WHAT THIS TASK INVOLVES: In the lines below, change every instance of "bare rocky summit" to "exposed granite peak" and reproduce the lines with no other alterations. Omit the pictures from your answer.

EXTRACTED ENTRIES:
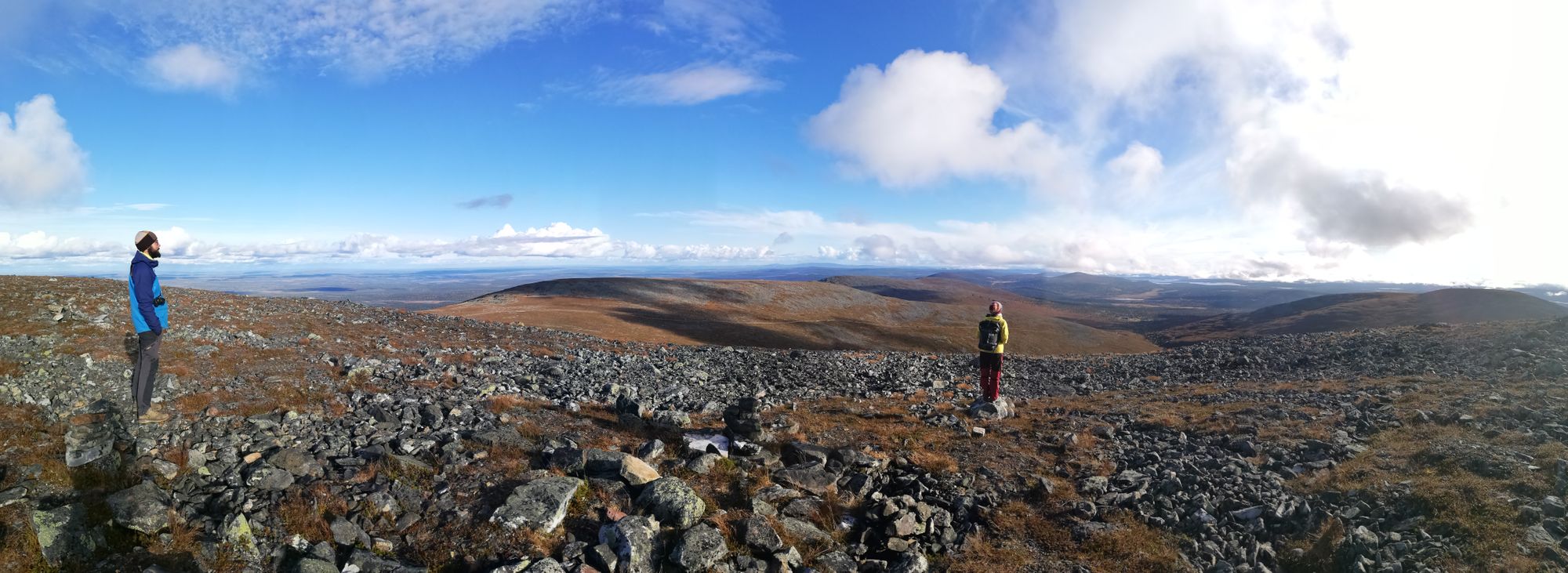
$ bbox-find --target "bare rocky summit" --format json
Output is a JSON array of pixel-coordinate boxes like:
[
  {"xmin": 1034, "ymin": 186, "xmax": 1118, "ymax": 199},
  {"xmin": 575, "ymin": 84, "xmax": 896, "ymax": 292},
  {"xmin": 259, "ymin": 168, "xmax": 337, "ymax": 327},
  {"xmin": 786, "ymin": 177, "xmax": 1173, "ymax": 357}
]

THE SOLUTION:
$ bbox-find --target "exposed granite peak" --format json
Output is a JSON array of pixel-coordinate boxes like:
[
  {"xmin": 1034, "ymin": 186, "xmax": 1118, "ymax": 199},
  {"xmin": 575, "ymin": 84, "xmax": 896, "ymax": 292},
  {"xmin": 259, "ymin": 168, "xmax": 337, "ymax": 327},
  {"xmin": 786, "ymin": 177, "xmax": 1173, "ymax": 357}
]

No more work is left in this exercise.